● **Fonte**
★ ★ ★ ★ ★ ★ ★

III. Tramitação do processo no Tribunal de Justiça e alegações das partes

23.

A decisão de reenvio deu entrada na Secretaria do Tribunal de Justiça em 25 de outubro de 2018.

24.

Apresentaram observações escritas a IT Development e a Free Mobile, o Governo francês e a Comissão Europeia. Não se realizou uma audiência, uma vez que o Tribunal de Justiça não o considerou necessário.

IV. Análise da questão prejudicial

A.   Observações preliminares

1. Quanto ao âmbito da questão prejudicial

25.

A Free Mobile afirma que a questão prejudicial é parcialmente inadmissível por ser hipotética, no que diz respeito a três dos alegados incumprimentos contratuais enumerados na decisão de reenvio (termo do período experimental, ultrapassagem do número de utilizadores autorizados e ultrapassagem de outra unidade de medida). Só o eventual incumprimento do contrato por modificação do código‑fonte estaria relacionado com o litígio no processo principal.

26.

O tribunal de reenvio apresenta essas quatro situações descritas ao mesmo nível, como manifestações de um comportamento único, mas tem razão a Free Mobile quando afirma que não são necessariamente idênticas, sob o ponto de vista jurídico, e, sobretudo, que as três primeiras situações são alheias aos factos em causa. Por conseguinte, a resposta prejudicial não deve abranger esses três comportamentos.

27.

A Diretiva 2009/24 diz respeito, especificamente, à proteção jurídica dos programas de computador que os Estados‑Membros devem conceder, em termos de direitos de autor, como sendo obras literárias, na aceção da Convenção de Berna de 9 de setembro de 1886 (artigo 1.o, n.o 1).

28.

No entanto, os programas de computador têm especificidades que exigem um tratamento diferente do conferido a outras obras protegidas por direitos de autor. Para que o adquirente do programa o possa utilizar segundo o fim previsto, determinadas prerrogativas que, por lei, fazem parte do monopólio característico do titular da propriedade intelectual são excluídas, também por lei, precisamente como consequência da natureza singular da obra protegida.

29.

Daqui decorre que, enquanto o artigo 4.o da Diretiva 2009/24 estabelece direitos exclusivos do titular do programa de computador ( 8 ), os artigos 5.o e 6.o preveem exceções ou «limites internos» a esses direitos, de origem legal ( 9 ).

30.

O artigo 5.o, n.o 1, da Diretiva 2009/24 permite alterar, por contrato, o regime de proteção e as exceções estabelecidas pela diretiva. Embora, em princípio, não seja necessária a autorização do titular do direito de autor para determinados atos, é possível, mediante cláusulas contratuais específicas acordadas com o licenciado, que o titular do programa recupere a exclusividade de algumas das prerrogativas enumeradas no artigo 4.o Neste contexto, o fundamento jurídico do direito do titular será o contrato e não a lei; simultaneamente, a responsabilidade do licenciado que viola o direito exclusivo do titular decorrerá também do contrato, e não da lei.

31.

★ ★ ★ ★ ★ ★ ★

[Registos de anotação]

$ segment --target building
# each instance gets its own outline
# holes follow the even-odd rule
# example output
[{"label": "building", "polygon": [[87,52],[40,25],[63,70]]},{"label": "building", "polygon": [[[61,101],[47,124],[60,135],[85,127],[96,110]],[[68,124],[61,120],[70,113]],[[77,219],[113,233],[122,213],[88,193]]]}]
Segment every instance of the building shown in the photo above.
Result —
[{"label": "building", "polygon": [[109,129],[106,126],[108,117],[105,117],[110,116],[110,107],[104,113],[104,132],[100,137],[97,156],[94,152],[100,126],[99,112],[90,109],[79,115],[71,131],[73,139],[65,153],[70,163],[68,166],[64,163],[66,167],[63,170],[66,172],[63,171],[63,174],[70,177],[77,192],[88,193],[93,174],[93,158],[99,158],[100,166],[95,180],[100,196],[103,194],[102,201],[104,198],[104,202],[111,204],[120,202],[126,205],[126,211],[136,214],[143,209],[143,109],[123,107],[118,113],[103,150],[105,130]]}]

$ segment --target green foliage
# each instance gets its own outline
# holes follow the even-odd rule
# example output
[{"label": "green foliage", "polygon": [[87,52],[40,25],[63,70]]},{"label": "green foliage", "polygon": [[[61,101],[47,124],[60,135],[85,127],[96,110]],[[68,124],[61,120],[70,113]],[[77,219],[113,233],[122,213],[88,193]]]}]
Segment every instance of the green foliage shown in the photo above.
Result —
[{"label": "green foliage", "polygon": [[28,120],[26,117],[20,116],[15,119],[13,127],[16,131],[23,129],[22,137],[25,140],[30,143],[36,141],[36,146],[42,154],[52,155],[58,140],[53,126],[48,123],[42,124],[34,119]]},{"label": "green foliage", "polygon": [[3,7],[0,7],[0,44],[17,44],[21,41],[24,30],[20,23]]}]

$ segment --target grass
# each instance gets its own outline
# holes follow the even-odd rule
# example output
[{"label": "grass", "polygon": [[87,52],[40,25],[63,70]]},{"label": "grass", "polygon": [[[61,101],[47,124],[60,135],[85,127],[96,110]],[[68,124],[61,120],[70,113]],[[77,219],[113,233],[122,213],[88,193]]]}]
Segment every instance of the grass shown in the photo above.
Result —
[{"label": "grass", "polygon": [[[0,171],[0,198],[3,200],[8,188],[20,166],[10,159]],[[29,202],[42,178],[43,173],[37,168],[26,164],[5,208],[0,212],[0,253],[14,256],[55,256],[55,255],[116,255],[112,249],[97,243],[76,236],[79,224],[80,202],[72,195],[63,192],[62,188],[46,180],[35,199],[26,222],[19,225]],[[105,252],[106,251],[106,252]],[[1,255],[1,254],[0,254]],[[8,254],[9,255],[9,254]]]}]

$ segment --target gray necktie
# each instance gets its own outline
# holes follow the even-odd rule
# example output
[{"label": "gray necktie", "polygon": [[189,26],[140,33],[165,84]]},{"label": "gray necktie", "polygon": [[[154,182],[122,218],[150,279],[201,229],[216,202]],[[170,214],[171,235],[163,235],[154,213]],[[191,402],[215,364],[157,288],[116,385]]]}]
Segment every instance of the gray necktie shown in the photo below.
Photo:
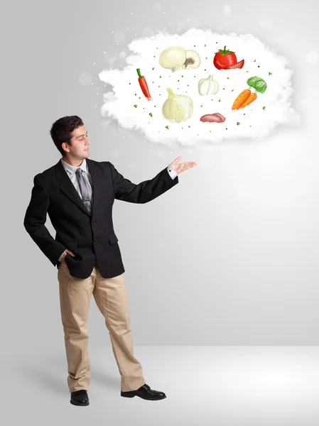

★ ★ ★ ★ ★ ★ ★

● **Tarefas a realizar**
a – Devolva, sem qualquer alteração, o trecho do texto sobre a Diretiva 2009/24 que começa nas palavras "III. Tramitação do processo" e termina depois de "o considerou necessário.".
b – Com base no texto sobre a Diretiva 2009/24, responda às perguntas seguintes:
(i) Em que data deu entrada a decisão de reenvio na Secretaria do Tribunal de Justiça?
(ii) Por que razão não se realizou uma audiência?
(iii) Que artigo da Diretiva 2009/24 estabelece os direitos exclusivos do titular do programa de computador?
c – Prossiga a redação do texto sobre a Diretiva 2009/24 a partir do ponto em que termina.

● **Respostas às tarefas**
a –
III. Tramitação do processo no Tribunal de Justiça e alegações das partes

23.

A decisão de reenvio deu entrada na Secretaria do Tribunal de Justiça em 25 de outubro de 2018.

24.

Apresentaram observações escritas a IT Development e a Free Mobile, o Governo francês e a Comissão Europeia. Não se realizou uma audiência, uma vez que o Tribunal de Justiça não o considerou necessário.

b –
(i) Em 25 de outubro de 2018.
(ii) Porque o Tribunal de Justiça não a considerou necessária.
(iii) O artigo 4.º.

c –
Incumbe ao tribunal de reenvio determinar se as circunstâncias do litígio correspondem às situações de facto da Diretiva 2009/24 (e das disposições nacionais de transposição), nomeadamente do artigo 5.o, n.o 1, no que diz respeito à reserva das prerrogativas do titular do programa por virtude do contrato.

32.

Se assim for, a qualificação do litígio quanto ao mérito só pode ser contratual. Por conseguinte, não estaria em causa o princípio de non‑cumul em vigor no direito francês, cuja compatibilidade com as Diretivas 2004/48 e 2009/24 subjaz à questão prejudicial submetida.

33.

As reflexões subsequentes abordam a questão prejudicial numa perspetiva mais ampla, ou seja, no caso de o comportamento do licenciado poder ser qualificado, simultaneamente, de incumprimento contratual e de violação de um dever geral de respeitar o direito de autor, tal como delimitado pela lei (corolário, em suma, da regra alterum non laedere). Nesse caso, seria aplicável o princípio de non‑cumul.

2. Quanto ao mérito

34.

O Governo francês e a Comissão consideram que a Diretiva 2004/48 não impõe um regime de responsabilidade específico. A solução das questões formuladas encontrar‑se‑ia, por conseguinte, na autonomia processual dos Estados‑Membros, sujeita aos princípios da equivalência e da efetividade.

35.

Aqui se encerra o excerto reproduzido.